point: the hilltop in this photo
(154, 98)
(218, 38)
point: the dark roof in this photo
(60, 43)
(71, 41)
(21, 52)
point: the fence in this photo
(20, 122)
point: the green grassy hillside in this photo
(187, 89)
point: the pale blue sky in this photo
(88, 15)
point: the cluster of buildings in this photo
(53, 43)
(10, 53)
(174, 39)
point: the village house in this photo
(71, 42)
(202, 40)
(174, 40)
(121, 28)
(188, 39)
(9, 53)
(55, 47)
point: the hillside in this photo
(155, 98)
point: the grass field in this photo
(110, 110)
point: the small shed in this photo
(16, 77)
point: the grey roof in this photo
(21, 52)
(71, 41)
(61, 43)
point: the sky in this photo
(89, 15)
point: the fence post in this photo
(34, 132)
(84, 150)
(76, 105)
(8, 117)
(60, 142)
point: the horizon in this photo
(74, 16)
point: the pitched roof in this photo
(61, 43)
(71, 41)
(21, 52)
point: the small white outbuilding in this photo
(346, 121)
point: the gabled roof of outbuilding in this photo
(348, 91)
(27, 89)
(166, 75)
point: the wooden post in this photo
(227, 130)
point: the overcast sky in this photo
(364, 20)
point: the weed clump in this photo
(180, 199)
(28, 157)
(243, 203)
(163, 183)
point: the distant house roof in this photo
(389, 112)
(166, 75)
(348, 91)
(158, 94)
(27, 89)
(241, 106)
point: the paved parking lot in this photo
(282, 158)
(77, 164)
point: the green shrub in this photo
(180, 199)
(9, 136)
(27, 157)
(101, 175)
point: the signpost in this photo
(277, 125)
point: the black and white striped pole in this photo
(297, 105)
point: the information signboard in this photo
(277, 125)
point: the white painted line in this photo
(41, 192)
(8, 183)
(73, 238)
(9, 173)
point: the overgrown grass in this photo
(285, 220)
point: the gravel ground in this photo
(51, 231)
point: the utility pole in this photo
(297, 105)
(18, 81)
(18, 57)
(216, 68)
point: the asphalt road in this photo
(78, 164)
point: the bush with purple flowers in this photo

_ _ _ _

# What to produce
Return exactly the lines from the line bearing "point: the white painted line in this photo" to the end of the records, inclusive of both; include no other lines.

# Output of the exercise
point: the white painted line in this photo
(41, 192)
(8, 183)
(73, 238)
(9, 173)
point: the overgrown grass in this photo
(285, 220)
point: the gravel ground in this photo
(51, 231)
point: the utility pole in this photo
(297, 105)
(18, 81)
(18, 57)
(216, 68)
point: the asphalt road in this photo
(78, 164)
point: the bush with purple flowers in this photo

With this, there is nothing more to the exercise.